## [Goal]
Update the lines from the one containing "face in the histology slide image provided." through the one containing "[204,289,224,339]", both included, by changing "short sleeve" to "long sleeve". Write out only those lines and keep everything else in them the same.

## [Items stored from a collection]
====================
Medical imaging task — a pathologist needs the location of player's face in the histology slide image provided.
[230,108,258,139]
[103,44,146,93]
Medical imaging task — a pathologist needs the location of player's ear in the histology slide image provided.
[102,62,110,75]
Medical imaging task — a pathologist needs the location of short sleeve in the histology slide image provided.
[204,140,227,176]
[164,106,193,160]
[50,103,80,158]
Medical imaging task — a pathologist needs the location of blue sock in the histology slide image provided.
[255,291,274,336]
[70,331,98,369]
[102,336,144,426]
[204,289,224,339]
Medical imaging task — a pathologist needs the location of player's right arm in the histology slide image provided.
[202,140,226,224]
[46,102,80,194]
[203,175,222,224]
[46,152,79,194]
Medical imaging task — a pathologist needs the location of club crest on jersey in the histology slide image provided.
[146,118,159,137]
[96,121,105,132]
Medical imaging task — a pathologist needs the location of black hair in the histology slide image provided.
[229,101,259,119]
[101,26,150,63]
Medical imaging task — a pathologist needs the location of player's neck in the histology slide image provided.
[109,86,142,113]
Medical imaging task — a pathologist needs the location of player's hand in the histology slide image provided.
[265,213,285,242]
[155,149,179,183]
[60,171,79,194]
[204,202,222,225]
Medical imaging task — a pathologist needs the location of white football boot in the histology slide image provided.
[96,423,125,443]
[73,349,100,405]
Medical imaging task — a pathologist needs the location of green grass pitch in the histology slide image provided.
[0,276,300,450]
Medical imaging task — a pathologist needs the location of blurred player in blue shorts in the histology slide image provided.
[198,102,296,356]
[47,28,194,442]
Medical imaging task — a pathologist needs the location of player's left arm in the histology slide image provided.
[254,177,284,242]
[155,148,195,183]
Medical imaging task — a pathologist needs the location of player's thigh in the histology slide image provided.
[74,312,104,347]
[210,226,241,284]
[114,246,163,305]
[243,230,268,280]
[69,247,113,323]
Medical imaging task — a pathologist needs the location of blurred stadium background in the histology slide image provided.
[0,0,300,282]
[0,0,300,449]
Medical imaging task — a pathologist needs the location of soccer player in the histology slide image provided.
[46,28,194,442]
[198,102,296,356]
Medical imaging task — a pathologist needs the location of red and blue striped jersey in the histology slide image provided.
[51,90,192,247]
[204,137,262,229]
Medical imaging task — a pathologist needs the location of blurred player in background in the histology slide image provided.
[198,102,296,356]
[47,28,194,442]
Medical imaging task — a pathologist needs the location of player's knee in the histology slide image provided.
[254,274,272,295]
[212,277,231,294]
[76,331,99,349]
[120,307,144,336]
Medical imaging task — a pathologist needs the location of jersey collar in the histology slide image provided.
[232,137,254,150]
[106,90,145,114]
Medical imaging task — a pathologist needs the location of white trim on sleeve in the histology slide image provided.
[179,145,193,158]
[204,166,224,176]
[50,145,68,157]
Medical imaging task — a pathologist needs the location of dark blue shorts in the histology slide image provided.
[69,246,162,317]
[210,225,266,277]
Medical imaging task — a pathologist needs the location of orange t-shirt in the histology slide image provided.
====================
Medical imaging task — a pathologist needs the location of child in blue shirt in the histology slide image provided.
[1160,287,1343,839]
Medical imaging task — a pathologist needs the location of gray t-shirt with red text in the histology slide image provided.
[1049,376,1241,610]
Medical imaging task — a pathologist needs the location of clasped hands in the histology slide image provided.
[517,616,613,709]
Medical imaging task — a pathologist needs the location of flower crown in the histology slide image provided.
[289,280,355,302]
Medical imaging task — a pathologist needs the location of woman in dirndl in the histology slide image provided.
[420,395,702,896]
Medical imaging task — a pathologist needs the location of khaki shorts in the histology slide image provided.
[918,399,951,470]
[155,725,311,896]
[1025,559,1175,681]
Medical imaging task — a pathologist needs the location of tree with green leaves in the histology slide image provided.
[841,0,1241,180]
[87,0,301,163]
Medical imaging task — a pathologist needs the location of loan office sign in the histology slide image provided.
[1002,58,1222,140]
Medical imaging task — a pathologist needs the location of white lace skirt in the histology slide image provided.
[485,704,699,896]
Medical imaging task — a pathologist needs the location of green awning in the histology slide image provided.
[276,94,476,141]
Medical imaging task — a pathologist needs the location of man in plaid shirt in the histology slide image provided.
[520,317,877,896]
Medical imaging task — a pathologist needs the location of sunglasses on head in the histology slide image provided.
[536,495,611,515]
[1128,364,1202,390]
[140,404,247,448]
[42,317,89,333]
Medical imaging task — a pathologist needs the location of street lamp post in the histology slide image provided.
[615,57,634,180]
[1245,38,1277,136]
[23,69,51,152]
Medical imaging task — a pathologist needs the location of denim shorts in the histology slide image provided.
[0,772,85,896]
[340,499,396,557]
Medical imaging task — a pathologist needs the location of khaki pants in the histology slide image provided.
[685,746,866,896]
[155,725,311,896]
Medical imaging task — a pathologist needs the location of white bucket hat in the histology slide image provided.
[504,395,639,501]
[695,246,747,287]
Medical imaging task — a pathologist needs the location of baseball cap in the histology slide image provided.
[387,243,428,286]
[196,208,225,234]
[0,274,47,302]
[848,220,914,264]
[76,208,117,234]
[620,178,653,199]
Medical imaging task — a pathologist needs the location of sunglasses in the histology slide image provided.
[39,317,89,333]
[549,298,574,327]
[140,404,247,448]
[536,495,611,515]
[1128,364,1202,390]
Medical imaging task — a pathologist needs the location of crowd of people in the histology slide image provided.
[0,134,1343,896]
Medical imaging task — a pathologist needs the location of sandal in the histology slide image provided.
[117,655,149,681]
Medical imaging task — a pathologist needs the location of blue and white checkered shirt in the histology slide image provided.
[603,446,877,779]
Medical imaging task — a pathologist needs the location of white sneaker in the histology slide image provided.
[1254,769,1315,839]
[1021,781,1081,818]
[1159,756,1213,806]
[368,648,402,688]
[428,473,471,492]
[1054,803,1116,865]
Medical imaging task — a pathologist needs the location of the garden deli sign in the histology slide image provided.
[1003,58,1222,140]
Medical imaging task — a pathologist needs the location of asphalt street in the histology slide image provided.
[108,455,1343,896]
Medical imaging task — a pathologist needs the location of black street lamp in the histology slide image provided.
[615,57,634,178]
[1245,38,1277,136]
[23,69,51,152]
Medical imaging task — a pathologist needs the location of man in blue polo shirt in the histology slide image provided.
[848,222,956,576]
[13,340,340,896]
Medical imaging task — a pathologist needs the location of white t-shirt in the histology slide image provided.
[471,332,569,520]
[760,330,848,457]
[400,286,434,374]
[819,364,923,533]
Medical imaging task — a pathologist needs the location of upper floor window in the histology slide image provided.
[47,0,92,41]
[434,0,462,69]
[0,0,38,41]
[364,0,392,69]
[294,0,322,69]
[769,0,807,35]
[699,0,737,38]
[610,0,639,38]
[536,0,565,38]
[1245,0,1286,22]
====================
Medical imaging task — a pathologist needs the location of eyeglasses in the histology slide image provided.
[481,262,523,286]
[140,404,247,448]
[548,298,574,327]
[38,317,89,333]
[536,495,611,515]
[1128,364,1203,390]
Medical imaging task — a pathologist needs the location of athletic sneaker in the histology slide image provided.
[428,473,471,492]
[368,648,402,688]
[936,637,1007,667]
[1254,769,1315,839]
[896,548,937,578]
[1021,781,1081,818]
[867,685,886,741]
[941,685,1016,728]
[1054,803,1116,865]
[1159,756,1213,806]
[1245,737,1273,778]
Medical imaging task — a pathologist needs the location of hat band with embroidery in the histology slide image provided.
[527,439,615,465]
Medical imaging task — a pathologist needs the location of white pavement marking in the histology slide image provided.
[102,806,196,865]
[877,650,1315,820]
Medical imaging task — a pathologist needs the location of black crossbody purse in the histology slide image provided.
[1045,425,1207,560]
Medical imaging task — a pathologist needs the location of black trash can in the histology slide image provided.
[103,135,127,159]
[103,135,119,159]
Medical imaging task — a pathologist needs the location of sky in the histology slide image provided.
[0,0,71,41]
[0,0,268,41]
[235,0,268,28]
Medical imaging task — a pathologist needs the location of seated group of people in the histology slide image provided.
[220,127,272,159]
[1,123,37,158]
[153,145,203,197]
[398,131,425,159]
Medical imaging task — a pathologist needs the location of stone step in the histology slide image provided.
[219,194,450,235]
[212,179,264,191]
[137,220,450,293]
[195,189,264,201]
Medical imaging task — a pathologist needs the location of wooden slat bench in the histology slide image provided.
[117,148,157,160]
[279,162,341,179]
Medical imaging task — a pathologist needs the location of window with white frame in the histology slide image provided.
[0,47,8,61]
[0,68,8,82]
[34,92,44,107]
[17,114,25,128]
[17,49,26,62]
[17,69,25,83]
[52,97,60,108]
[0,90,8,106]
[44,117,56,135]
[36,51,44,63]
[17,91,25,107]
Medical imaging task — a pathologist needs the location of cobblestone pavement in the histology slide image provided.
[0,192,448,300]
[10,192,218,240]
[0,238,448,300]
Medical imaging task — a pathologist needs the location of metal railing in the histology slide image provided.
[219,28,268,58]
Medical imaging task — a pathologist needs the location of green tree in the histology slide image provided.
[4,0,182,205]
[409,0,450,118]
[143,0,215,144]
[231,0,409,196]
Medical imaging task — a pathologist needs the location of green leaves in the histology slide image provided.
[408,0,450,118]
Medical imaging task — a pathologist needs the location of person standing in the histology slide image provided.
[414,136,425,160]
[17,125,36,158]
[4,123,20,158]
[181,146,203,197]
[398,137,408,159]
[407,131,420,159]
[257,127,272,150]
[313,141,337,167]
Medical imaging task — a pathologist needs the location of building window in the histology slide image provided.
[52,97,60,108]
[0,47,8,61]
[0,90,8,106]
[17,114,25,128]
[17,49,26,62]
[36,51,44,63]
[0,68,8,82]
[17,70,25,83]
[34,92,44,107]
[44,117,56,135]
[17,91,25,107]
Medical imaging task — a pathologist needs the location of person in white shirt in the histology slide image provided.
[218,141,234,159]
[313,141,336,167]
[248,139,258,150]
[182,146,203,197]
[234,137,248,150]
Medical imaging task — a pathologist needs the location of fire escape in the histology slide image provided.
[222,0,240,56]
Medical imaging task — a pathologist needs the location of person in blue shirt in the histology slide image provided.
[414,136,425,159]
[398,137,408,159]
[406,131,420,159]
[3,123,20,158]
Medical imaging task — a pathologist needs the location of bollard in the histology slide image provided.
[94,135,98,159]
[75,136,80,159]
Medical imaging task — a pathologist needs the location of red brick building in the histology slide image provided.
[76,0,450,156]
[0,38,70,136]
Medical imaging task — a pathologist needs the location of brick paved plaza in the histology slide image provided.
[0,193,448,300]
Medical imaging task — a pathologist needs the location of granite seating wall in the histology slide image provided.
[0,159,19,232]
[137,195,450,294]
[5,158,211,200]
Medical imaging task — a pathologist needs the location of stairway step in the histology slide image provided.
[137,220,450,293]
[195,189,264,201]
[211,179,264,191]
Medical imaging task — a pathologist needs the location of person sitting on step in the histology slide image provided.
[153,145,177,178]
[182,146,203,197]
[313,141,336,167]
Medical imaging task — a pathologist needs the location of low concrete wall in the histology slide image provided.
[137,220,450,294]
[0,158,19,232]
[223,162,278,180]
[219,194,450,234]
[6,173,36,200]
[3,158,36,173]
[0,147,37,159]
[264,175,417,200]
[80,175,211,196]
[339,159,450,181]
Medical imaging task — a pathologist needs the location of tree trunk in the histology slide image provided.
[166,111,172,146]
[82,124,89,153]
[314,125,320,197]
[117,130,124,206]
====================
## [Answer below]
Medical imaging task — a pathologist needs the location of player's face in the histology slide image provided.
[230,108,258,139]
[103,44,146,93]
Medical imaging task — a pathologist needs the location of player's ear in the histology slide image provided.
[102,62,110,75]
Medical imaging task — a pathologist needs the location of long sleeve in the histology slide image provided.
[204,140,227,176]
[164,106,193,160]
[50,103,80,158]
Medical imaging task — a pathologist needs the location of blue sock in the histology slide image provided.
[255,291,274,336]
[70,331,98,369]
[102,336,144,426]
[204,289,224,339]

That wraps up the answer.